Point-per-instance localization data
Segment Open

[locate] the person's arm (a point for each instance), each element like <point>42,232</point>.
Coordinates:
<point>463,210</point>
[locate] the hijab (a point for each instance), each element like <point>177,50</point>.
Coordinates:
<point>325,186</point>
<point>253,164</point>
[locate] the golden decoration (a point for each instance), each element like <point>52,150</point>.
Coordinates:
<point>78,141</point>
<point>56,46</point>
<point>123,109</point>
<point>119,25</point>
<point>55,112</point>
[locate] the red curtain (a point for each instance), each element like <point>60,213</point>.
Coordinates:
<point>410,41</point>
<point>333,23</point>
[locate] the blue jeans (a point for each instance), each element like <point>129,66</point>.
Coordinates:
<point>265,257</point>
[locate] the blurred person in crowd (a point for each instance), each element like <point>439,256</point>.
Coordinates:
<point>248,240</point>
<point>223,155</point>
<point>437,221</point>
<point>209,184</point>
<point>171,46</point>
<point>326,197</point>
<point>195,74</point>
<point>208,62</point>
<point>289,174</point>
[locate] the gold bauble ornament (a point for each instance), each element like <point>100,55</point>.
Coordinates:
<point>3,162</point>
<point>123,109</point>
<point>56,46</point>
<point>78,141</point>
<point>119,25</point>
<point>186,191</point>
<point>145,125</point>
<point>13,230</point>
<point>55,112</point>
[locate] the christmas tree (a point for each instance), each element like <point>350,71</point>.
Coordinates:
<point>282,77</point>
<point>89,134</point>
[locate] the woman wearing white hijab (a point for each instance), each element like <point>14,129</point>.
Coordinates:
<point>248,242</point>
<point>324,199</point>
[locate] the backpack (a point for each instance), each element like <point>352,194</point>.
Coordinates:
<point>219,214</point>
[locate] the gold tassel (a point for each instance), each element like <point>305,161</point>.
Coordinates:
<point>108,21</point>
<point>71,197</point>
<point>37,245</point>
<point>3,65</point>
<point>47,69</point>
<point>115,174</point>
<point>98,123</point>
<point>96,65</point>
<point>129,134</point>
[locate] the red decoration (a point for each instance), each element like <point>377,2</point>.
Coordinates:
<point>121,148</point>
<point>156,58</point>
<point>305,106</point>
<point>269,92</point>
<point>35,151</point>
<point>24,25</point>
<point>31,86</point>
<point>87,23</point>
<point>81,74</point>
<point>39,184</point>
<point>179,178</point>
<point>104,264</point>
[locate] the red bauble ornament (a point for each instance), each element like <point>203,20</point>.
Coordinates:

Segment Closed

→ **EXERCISE BRIEF**:
Every record should be given again without alteration.

→ **EXERCISE SOLUTION**:
[locate] the person's arm (a point for each instance), each element like <point>42,232</point>.
Coordinates:
<point>463,210</point>
[locate] the hijab (a point for each instance), each element like <point>177,50</point>.
Coordinates:
<point>325,186</point>
<point>253,164</point>
[locate] the golden decoration (a point for each instance), each element like <point>52,150</point>.
Coordinates:
<point>78,141</point>
<point>56,46</point>
<point>123,109</point>
<point>119,25</point>
<point>55,112</point>
[locate] the red curtain (a point for each instance), each element like <point>60,213</point>.
Coordinates:
<point>410,41</point>
<point>333,23</point>
[locate] the blue jeans (a point for each instance), each element like <point>129,66</point>.
Coordinates:
<point>265,257</point>
[locate] the blurred person in crowd (a point for each instance), each element like <point>439,256</point>.
Coordinates:
<point>248,240</point>
<point>223,155</point>
<point>437,221</point>
<point>209,184</point>
<point>171,46</point>
<point>326,197</point>
<point>195,74</point>
<point>208,62</point>
<point>289,174</point>
[locate] the gold bauble ornament (a point for each instance), each element like <point>100,55</point>.
Coordinates:
<point>3,162</point>
<point>123,109</point>
<point>56,46</point>
<point>78,141</point>
<point>119,25</point>
<point>186,191</point>
<point>145,125</point>
<point>13,230</point>
<point>55,112</point>
[locate] the christmas tree (a point for each instance), each element like <point>350,71</point>.
Coordinates:
<point>282,77</point>
<point>89,134</point>
[locate] the woman wearing white hijab (a point for each instance), each element like <point>14,129</point>.
Coordinates:
<point>248,242</point>
<point>324,199</point>
[locate] the backpack (a point for each instance), each element like <point>352,194</point>.
Coordinates:
<point>219,214</point>
[locate] the gold tassel (a point for each instance), each element like <point>305,161</point>.
Coordinates:
<point>108,21</point>
<point>71,197</point>
<point>37,245</point>
<point>3,65</point>
<point>47,69</point>
<point>115,174</point>
<point>98,123</point>
<point>96,65</point>
<point>129,134</point>
[locate] the red decoration (a point for each instance), each element like <point>377,2</point>.
Coordinates:
<point>121,148</point>
<point>156,58</point>
<point>305,106</point>
<point>269,92</point>
<point>35,151</point>
<point>24,25</point>
<point>31,86</point>
<point>87,23</point>
<point>81,74</point>
<point>39,184</point>
<point>179,178</point>
<point>104,264</point>
[locate] the red bauble ornament (a point for each instance), each element like <point>203,20</point>.
Coordinates:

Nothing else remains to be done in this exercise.